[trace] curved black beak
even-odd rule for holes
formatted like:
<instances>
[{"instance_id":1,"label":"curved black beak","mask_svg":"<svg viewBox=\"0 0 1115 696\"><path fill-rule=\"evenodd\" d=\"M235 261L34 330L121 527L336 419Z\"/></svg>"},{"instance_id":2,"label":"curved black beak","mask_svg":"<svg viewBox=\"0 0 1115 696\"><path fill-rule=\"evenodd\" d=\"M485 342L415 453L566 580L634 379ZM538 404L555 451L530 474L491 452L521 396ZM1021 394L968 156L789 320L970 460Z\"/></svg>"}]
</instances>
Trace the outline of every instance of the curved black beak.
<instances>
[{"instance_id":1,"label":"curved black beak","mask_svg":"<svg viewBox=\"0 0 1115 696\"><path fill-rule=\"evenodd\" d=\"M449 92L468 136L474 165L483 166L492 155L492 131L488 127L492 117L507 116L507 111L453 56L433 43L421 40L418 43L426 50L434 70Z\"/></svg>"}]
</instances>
────────────────────
Challenge: Turn the records above into a numbered list, one item per line, and leave out any blank lines.

Solution:
1. [trace] curved black beak
2. even-odd rule for holes
3. formatted like:
4. <instances>
5. [{"instance_id":1,"label":"curved black beak","mask_svg":"<svg viewBox=\"0 0 1115 696\"><path fill-rule=\"evenodd\" d=\"M235 261L34 330L121 527L336 419Z\"/></svg>"},{"instance_id":2,"label":"curved black beak","mask_svg":"<svg viewBox=\"0 0 1115 696\"><path fill-rule=\"evenodd\" d=\"M485 342L415 453L566 580L634 379ZM538 404L555 451L530 474L491 452L521 396ZM1021 394L968 156L789 320L970 460Z\"/></svg>"}]
6. </instances>
7. Trace the outline of every instance of the curved black beak.
8. <instances>
9. [{"instance_id":1,"label":"curved black beak","mask_svg":"<svg viewBox=\"0 0 1115 696\"><path fill-rule=\"evenodd\" d=\"M449 92L468 136L474 165L483 166L492 155L492 131L488 127L492 117L507 116L507 111L453 56L433 43L421 40L418 43L426 50L434 70Z\"/></svg>"}]
10. </instances>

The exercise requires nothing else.